However, realising this potential will require focussed support from the Federal Government. Among other measures, Greenpeace has recommended establishing the Australasian Green Iron Corporation as a joint venture between the Australian and Western Australian governments, a key trading partner, a major iron ore miner and steel makers. This would unite these central players around the complex task of building a large-scale green iron industry, and unleash Western Australia’s potential as a green industrial powerhouse.

5. Build community resilience

Believe it or not, our Government continues to spend far more on subsidising fossil fuel production — and on clearing up after climate-fuelled disasters — than it does on helping communities and industries reduce disaster costs through practical, proven methods for building their resilience.

Last year, the Government estimated that the cost of recovery from disasters like the devastating 2022 east coast floods on 2019-20 fires will rise to $13.5 billion. For contrast, the Government’s Disaster Ready Fund – the main national source of funding for disaster resilience – invests just $200 million a year in grants to support disaster preparedness and resilience building. This is despite the Government’s own National Emergency Management Agency (NEMA) estimating that for every dollar spent on disaster risk reduction, there is a $9.60 return on investment.

By redirecting funds currently spent on subsidising fossil fuel production, the Government can both stop incentivising climate destruction in the first place, and ensure that Australian communities and industries are better protected from worsening climate extremes.

No communities have more to lose from climate damage, or carry more knowledge of practical solutions, than Aboriginal and Torres Strait Islander peoples. The budget should include a dedicated First Nations climate adaptation fund, ensuring First Nations communities can develop solutions on their own terms, and access the support they need with adapting to extreme heat, coastal erosion and other escalating challenges.

6. Be a better neighbour

The global response to climate change depends on the adequate flow of support from developed economies like Australia to lower income nations with shifting to clean energy, adapting to the impacts of climate change, and addressing loss and damage.

Such support is vital to building trust and cooperation, reducing global emissions, and supporting regional and global security by enabling countries to transition away from fossil fuels and build greater resilience.

SET TASK 1:
Answer these questions about the passage on federal climate spending:
(a) What joint venture does Greenpeace recommend establishing?
(b) How much does the Disaster Ready Fund invest each year in grants?
(c) What return on each dollar spent on disaster risk reduction does NEMA estimate?
SET TASK 2: Write out the stretch of the passage on federal climate spending from "The global response" through "build greater resilience.".
SET TASK 3: Carry the passage on federal climate spending further, beginning after its final sentence.
The records have no connection to the passage on federal climate spending.

ENTRIES:
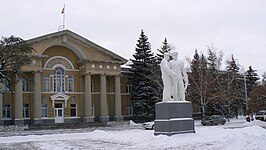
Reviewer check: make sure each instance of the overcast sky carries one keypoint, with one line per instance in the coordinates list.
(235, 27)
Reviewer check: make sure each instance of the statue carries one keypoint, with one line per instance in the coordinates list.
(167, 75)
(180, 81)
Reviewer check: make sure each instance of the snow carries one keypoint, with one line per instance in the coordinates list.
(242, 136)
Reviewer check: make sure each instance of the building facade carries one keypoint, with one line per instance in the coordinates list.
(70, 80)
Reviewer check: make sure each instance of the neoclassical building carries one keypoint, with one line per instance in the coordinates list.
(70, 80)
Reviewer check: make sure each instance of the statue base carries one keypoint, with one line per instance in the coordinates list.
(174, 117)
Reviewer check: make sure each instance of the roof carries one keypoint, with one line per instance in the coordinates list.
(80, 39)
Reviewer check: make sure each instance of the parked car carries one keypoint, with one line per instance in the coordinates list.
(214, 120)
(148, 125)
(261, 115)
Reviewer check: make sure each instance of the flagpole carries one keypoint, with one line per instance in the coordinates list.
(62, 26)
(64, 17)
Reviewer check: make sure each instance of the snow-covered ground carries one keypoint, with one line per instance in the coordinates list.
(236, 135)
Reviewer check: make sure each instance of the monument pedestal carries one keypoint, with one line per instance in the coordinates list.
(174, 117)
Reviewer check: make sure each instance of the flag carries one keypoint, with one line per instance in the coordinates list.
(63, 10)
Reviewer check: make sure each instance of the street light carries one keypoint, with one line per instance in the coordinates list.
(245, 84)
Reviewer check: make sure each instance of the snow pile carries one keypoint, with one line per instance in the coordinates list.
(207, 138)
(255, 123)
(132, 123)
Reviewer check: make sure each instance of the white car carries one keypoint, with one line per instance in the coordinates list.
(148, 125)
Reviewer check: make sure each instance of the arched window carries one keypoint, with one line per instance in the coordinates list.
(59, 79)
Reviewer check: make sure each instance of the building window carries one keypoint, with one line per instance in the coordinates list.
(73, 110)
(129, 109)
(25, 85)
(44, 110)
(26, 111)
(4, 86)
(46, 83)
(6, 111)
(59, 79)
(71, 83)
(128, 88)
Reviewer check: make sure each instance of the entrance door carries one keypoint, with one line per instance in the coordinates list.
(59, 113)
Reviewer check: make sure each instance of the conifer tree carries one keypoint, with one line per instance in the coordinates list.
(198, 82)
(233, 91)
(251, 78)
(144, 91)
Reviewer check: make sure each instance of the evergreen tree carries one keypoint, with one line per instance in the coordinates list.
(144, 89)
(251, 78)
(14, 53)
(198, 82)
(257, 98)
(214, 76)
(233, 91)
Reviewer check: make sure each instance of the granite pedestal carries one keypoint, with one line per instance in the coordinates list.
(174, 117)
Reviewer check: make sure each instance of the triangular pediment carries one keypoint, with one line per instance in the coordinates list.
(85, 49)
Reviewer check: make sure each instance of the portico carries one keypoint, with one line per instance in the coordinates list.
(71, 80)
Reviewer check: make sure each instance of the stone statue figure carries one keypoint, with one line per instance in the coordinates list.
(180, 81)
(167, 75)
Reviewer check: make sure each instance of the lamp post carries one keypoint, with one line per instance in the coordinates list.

* * *

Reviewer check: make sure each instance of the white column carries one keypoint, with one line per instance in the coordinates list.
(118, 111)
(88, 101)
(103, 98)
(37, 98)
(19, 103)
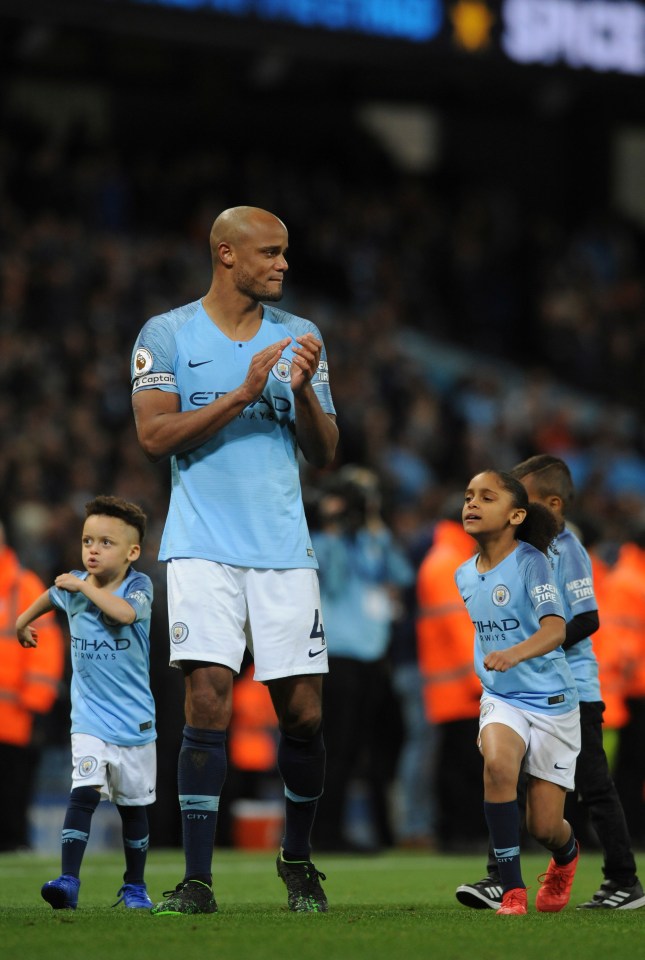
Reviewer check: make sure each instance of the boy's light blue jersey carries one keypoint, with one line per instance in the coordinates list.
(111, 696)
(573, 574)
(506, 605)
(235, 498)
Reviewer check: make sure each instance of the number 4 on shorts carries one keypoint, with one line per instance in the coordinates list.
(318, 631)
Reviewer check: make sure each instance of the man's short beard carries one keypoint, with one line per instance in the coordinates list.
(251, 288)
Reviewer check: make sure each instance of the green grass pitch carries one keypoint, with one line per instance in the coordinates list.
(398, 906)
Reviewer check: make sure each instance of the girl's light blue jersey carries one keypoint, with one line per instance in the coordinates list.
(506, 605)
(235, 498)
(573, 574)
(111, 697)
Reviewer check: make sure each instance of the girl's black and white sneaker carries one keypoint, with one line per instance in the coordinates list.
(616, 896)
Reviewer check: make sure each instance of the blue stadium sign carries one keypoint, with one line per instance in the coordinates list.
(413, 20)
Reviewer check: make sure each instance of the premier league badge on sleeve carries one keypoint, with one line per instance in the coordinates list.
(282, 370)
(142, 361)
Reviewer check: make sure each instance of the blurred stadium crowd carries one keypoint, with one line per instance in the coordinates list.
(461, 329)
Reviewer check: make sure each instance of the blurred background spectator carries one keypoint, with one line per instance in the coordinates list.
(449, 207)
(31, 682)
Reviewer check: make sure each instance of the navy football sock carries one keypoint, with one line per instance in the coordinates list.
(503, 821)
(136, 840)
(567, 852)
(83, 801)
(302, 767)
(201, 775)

--

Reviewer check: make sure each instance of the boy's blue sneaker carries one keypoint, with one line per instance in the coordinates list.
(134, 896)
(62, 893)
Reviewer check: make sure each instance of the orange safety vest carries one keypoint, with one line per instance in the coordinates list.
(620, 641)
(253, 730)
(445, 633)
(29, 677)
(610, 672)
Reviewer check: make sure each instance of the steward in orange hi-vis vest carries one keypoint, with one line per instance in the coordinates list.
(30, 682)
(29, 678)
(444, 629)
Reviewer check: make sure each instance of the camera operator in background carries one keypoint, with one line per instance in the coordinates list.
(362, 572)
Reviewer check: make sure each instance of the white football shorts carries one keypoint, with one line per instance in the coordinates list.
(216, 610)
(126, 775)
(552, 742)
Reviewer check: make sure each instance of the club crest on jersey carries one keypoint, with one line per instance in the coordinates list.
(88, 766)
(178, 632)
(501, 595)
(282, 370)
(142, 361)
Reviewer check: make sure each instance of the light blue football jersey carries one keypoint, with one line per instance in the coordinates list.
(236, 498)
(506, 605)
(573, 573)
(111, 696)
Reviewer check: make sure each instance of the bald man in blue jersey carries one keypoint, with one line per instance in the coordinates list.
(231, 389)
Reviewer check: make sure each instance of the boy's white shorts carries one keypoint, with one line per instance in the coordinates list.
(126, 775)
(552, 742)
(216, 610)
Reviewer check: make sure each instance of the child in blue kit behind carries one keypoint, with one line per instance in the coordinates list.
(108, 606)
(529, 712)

OUTPUT 1:
(a) The Australasian Green Iron Corporation.
(b) $200 million a year.
(c) A $9.60 return on investment.

OUTPUT 2:
The global response to climate change depends on the adequate flow of support from developed economies like Australia to lower income nations with shifting to clean energy, adapting to the impacts of climate change, and addressing loss and damage.

Such support is vital to building trust and cooperation, reducing global emissions, and supporting regional and global security by enabling countries to transition away from fossil fuels and build greater resilience.

OUTPUT 3:
Despite its central leadership role in this year’s global climate negotiations, our Government is yet to announce its contribution to international climate finance for 2025-2030. Greenpeace recommends a commitment of $11 billion for this five year period, which is aligned with the global goal under the Paris Agreement to triple international climate finance from current levels.
This new commitment should include additional funding to address loss and damage from climate change and a substantial contribution to the Pacific Resilience Facility, ensuring support is accessible to countries and communities that need it most. It should also see Australia get firmly behind the vision of a Fossil Fuel Free Pacific.

7. Protect nature

Rainforest in Tasmania. © Markus Mauthe / Greenpeace
Rainforest of north west Tasmania in the Takayna (Tarkine) region. © Markus Mauthe / Greenpeace

There is no safe planet without protection of the ecosystems and biodiversity that sustain us and regulate our climate.

Last year the Parliament passed important and long overdue reforms to our national environment laws to ensure better protection for our forests and other critical ecosystems. However, the Government will need to provide sufficient funding to ensure the effective implementation of these reforms.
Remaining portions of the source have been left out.